*Actions to take:*
**A.** Count the lines in the records that contain the string "hand", treating case as significant. Give only the number.
**B.** Continue the text on starting RAC instances with srvctl from its last sentence.

Begin Text block

Troubleshooting Details

I. Introduction

srvctl is the client utility to start/stop RAC instances/database. The srvctl command forward the start request to the crsd scheduler daemon to perform the start/stop of the instances/database on the different nodes. The result of the start/stop request is responded back to the client srvctl utility. The instance start job can be decomposed in different parts:

a. Initiate the instance startup

Start dependent resources like ons/listeners/asm in case they are not started yet. ASM is e.g. a required
resource when used by the rdbms instance, so ASM need to be known as started by the clusterware
before an instance can be started via srvctl command. It is not necessary to prestart the dependent resources manually. CRS knows those dependencies and will autostart first those resources. In case dependent resources like the ASM instance can't be started, then no further trial will be done to start the rdbms instance.

Prepare the init.ora to use under $CRS_HOME/racg/tmp/ora...inst.ora
(retrieved from the srvctl config -database -d -a command).

b. Start the racgimon to monitor the instance

Start the racgimon process that will monitor the instance and collect statistics like service metrics.

c. Start the instance

It is done via a spawned sqlplus session. Hence, when a instance can't be started via sqlplus, it will not
be startable via srvctl.

d. racgimon connect towards the newly started instance

The racgimon instance monitor connect to the new instance. On success, racgimon will
send this info toward evmd and ons to tell the whole cluster+users that the instance is started.
The racgimon will further start to collect service metrics and monitor the instance.

End Text block
Begin Dataset records

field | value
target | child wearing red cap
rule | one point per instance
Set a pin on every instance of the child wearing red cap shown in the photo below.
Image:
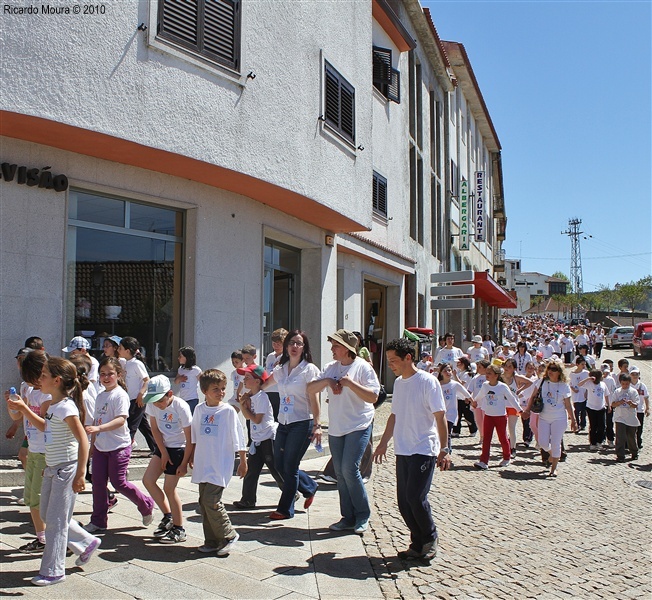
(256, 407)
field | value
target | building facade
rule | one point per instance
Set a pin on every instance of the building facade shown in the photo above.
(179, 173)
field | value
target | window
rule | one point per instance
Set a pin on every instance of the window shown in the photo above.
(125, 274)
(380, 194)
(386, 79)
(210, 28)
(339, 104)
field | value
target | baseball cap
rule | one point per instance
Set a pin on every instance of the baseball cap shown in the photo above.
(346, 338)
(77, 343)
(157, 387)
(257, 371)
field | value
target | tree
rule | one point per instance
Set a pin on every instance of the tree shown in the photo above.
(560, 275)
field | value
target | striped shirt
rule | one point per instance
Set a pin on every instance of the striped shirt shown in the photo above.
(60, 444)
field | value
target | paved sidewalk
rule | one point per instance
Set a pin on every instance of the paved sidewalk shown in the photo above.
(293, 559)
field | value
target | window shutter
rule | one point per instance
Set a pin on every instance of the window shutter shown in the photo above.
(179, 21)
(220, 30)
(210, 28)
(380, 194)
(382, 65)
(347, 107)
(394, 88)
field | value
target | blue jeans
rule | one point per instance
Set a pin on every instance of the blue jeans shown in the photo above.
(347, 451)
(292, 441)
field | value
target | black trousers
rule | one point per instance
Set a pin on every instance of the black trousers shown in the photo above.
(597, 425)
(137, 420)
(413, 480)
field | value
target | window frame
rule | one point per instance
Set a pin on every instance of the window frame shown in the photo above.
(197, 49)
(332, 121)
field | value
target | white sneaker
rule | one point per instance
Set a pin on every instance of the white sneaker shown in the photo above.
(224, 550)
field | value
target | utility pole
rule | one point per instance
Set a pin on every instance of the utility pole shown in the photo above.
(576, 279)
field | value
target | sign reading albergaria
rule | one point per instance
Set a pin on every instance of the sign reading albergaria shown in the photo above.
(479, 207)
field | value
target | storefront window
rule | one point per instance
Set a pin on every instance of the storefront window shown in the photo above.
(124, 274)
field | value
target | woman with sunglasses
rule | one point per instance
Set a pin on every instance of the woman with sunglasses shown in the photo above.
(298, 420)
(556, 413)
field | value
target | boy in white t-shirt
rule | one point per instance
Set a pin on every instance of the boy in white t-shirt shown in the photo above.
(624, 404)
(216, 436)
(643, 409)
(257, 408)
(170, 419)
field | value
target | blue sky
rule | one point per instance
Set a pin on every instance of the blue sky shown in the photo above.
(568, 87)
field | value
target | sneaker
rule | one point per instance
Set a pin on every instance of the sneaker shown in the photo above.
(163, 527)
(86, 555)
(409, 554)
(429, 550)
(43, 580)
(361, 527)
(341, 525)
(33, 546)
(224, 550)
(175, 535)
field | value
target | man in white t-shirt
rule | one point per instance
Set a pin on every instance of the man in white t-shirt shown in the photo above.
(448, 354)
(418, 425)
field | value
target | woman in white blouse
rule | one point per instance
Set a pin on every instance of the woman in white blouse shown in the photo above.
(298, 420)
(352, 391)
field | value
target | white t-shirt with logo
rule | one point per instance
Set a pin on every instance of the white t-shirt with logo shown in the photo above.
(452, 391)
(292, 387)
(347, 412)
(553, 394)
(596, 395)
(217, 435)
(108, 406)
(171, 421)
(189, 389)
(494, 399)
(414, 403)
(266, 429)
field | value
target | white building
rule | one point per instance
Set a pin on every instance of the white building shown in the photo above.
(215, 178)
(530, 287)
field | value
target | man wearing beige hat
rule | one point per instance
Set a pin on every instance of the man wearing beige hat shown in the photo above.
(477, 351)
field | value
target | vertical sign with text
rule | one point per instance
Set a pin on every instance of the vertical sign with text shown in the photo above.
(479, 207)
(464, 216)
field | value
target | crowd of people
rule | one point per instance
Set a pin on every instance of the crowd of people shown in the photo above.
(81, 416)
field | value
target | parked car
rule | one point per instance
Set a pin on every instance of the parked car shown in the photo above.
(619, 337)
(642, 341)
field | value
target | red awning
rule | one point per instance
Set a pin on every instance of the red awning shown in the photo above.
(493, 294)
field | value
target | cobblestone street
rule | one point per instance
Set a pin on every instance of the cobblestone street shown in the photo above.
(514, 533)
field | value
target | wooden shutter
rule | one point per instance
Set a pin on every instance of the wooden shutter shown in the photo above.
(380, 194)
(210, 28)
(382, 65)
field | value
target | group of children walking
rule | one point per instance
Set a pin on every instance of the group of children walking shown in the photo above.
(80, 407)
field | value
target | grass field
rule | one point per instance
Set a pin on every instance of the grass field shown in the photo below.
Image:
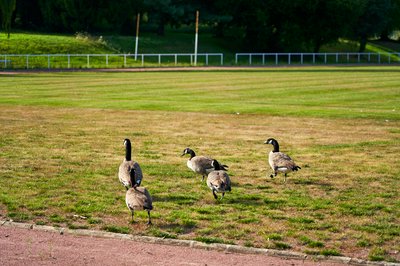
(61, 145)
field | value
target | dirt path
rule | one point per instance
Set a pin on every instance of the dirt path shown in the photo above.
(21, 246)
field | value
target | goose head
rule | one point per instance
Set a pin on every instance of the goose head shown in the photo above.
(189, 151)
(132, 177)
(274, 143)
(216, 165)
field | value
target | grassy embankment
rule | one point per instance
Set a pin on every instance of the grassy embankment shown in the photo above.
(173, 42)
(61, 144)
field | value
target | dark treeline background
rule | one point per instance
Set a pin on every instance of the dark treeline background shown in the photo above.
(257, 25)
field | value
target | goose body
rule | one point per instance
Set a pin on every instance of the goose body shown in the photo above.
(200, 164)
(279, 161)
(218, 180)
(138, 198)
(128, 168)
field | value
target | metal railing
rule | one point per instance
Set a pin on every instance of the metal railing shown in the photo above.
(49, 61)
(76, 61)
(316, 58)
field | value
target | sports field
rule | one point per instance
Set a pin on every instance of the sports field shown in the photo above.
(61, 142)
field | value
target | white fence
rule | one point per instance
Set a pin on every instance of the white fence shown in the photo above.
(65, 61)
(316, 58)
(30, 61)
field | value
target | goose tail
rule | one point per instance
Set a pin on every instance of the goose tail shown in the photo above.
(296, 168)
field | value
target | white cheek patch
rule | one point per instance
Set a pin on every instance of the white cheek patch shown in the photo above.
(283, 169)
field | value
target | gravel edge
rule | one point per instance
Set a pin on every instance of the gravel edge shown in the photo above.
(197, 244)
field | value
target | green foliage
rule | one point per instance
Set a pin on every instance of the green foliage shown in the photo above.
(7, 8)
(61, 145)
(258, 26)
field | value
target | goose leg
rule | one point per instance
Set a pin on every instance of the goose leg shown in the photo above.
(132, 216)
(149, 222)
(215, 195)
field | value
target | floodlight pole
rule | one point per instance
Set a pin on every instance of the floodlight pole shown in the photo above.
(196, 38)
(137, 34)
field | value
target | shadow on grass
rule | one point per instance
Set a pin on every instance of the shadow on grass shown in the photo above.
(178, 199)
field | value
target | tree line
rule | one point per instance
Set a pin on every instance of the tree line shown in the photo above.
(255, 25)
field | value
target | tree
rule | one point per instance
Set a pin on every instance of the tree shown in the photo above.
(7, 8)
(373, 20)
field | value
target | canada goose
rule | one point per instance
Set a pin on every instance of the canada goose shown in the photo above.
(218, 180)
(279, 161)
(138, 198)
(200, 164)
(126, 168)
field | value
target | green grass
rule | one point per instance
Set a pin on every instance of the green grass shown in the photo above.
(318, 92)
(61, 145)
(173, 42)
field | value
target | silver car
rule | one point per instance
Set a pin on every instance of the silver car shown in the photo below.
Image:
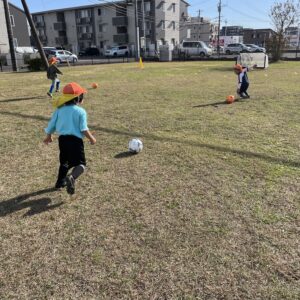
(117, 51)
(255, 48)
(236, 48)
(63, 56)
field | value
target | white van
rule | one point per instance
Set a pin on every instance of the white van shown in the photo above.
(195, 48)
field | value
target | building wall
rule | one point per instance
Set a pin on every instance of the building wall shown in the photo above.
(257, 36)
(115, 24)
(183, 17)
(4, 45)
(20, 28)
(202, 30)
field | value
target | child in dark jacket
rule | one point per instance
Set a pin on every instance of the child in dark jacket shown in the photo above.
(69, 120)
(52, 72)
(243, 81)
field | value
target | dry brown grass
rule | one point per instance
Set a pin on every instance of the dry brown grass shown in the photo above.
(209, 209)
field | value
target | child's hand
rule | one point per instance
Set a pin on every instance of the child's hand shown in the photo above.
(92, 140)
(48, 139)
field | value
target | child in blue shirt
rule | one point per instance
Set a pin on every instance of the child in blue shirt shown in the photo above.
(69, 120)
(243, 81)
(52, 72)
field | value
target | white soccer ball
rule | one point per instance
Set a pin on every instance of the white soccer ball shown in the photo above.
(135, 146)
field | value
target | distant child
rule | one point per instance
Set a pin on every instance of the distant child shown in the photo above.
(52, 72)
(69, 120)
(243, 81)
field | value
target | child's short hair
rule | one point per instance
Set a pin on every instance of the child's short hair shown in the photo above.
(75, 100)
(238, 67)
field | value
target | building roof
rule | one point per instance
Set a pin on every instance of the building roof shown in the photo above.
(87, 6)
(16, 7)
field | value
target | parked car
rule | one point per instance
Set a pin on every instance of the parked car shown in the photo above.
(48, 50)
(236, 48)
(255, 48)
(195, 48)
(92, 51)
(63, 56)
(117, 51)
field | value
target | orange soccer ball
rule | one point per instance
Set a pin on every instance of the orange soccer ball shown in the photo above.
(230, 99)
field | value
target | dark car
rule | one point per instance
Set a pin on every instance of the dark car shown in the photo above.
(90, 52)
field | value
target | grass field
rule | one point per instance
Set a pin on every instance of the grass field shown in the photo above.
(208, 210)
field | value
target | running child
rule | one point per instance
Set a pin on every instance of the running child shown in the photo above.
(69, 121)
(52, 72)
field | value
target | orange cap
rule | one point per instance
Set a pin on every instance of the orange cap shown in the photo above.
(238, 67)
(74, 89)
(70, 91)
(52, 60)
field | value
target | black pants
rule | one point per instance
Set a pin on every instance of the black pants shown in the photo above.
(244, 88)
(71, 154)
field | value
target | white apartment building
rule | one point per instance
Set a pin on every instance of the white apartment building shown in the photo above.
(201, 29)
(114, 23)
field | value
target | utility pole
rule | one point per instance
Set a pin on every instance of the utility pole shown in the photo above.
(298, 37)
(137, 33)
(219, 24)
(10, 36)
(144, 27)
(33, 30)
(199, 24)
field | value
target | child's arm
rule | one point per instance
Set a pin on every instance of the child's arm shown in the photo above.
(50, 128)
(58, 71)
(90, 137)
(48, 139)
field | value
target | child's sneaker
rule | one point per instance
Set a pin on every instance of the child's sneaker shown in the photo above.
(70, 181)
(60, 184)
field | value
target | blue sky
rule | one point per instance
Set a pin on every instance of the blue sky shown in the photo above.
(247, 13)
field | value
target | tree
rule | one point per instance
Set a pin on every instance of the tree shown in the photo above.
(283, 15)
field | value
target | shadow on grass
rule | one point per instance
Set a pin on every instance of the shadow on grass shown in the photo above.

End Dataset records

*Answers to the exercise:*
**A.** 2

**B.**
e. Stop the instance in case the instance startup failed somewhere

In case of instance startup failure, a trial is performed to stop the instance and racgimon to clear leftover resources. The main logging to check the instance failure reason stands in the $ORACLE_HOME/log//racg directory (the $ORACLE_HOME of the rdbms or asm instance) under the name 'imon_.log'. When the rdbms is in version 10.1, the $ORACLE_HOME/racg/dump directory was used.

II. Troubleshooting

Check 1. Check the srvctl start command is received by the crsd daemon

When the 'srvctl start' command is executed, the crsd logging should show a line that tells it attempts to start the instance, e.g.

2009-03-04 11:42:14.889: [ CRSRES][35737] Attempting to start `ora.ORCL.ORCL1.inst` on member `machine1`

The crsd logging stands in $CRS_HOME/log//crsd/crsd.log in 10gR2 and further and in $CRS_HOME/crs/log in 10gR1. In case such logging appear, skip this section and go to Check2 further. In case such logging don't appear, the following troubleshooting checks should be followed.

a. The srvctl may be malfunctioning

In case the srvctl don't report CRS-* errors like e.g

srvctl start database -d V120
PRKP-1001 : Error starting instance V1201 on node lnx10gr2n1
CRS-0233: Resource or relatives are currently involved with another operation.
PRKP-1001 : Error starting instance V1202 on node lnx10gr2n2
CRS-0233: Resource or relatives are currently involved with another operation

but only report PRKP-* errors, then most likely, the srvctl java code is malfunctioning.

There are two srvctl command (in the ORACLE_HOME and ORA_CRS_HOME). The best is to check whether any of them give the same error and trace the srvctl by setting environment variable SRVM_TRACE to trace the srvctl command and check for errors.

The srvctl version need to be in the same version as the database to be started
(e.g. see Note 279429.1)

b. The srvctl look to function correctly but crsd don't show startup trials

The srvctl show CRS-* errors or hang because crsd don't give him the response to his command requests.

=> Check other resources that are using different ORACLE_HOME,e.g. the CRS_HOME can be started/stopped (e.g. the nodeapps).

In case nodeapps can't be stopped/started, then the rdbms startup problem is more a general resource startup problem. Problem can be that the crsd.bin daemon hang or is malfunctioning. The crsd.log in
$CRS_HOME/log//crsd/crsd.log need to be reviewed.

Also check whether the clusterware is responding, e.g. crsctl check crs should report

crsctl check crs
CSS appears healthy
CRS appears healthy
EVM appears healthy

on all nodes. Restarting the crsd.bin (as mentioned in Note 726925.1) can be a troubleshooting step.

=> Check other resources that using the same ORACLE_HOME can be started/stopped (e.g. listeners)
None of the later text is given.